▶ [Source extract]
Vincent Yao is the AREA Professor of Real Estate, Associate Professor, Director of Real Estate Center and Director of the College Ph.D. Program in the Robinson College of Business at Georgia State University in Atlanta GA, USA. He is also a senior research fellow at the Federal Reserve Bank of Atlanta and a research fellow at the Hong Kong Monetary Authority. He holds visiting chair professorship at several universities in China. He received his BA from Renmin University of China and Ph.D. in Economics from State University of New York at Albany.
Prior to joining GSU, he spent over nine years as a director in Fannie Mae, responsible for overseeing a credit portfolio of $3 trillion loans guaranteed and securitized by the company. He was also the business sponsor of corporate models used in credit risk functions.
His current research interests are household finance, real estate finance, and housing policies. His papers have been published in the American Economic Review, Journal of Financial Economics, Management Science, Journal of Urban Economics, Real Estate Economics, and Journal of Financial Intermediation etc.
His recent research has focused on the following areas:
Rising student debt is considered one of the creeping threats of our time. This paper examines the effect of student debt relief on individual credit and labor market outcomes. We exploit the plausibly-random debt discharge, affecting thousands of borrowers across the US, due to the inability of National Collegiate, the largest owner of private student loan debt, to prove chain of title of these debts. Using hand-collected lawsuits filings matched with individual credit bureau information, we find that borrowers experiencing the debt relief shock are significantly more likely to engage in deleveraging, by both reducing their demand for credit and limiting the use of existing credit accounts, and borrowers are also significantly less likely to default on other accounts. These borrowers’ geographical mobility increases, as well as, their probability to change job and ultimately improve their income. These findings speak to the benefits of intervening in the student loan market to reduce the consequences of debt overhang problems by helping borrowers unable to afford their student loan debts.
Erik Hurst, is the V. Duane Rath Professor of Economics and John E. Jeuck Faculty Fellow at the University of Chicago, Booth School of Business. He is also the current Deputy Director of the University of Chicago’s Becker-Friedman Institute.

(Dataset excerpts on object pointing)
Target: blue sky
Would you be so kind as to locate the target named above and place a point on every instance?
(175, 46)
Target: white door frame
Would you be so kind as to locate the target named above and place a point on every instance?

▶ [Requests]
A) Write out the passage of the faculty bio above that begins with the words containing "Vincent Yao is" and ends with "credit risk functions.", copying it word for word.
B) Decide whether each statement agrees with the faculty bio above, answering yes or no and quoting the words that settle it. (i) Vincent Yao worked at Fannie Mae for more than nine years before joining GSU. (ii) Vincent Yao earned his Ph.D. at Renmin University of China. (iii) The student debt paper finds that borrowers who received debt relief became more likely to default on other accounts.

▶ [Results]
A)
Vincent Yao is the AREA Professor of Real Estate, Associate Professor, Director of Real Estate Center and Director of the College Ph.D. Program in the Robinson College of Business at Georgia State University in Atlanta GA, USA. He is also a senior research fellow at the Federal Reserve Bank of Atlanta and a research fellow at the Hong Kong Monetary Authority. He holds visiting chair professorship at several universities in China. He received his BA from Renmin University of China and Ph.D. in Economics from State University of New York at Albany.
Prior to joining GSU, he spent over nine years as a director in Fannie Mae, responsible for overseeing a credit portfolio of $3 trillion loans guaranteed and securitized by the company. He was also the business sponsor of corporate models used in credit risk functions.

B)
(i) Yes: "Prior to joining GSU, he spent over nine years as a director in Fannie Mae"
(ii) No: "He received his BA from Renmin University of China and Ph.D. in Economics from State University of New York at Albany."
(iii) No: "borrowers are also significantly less likely to default on other accounts"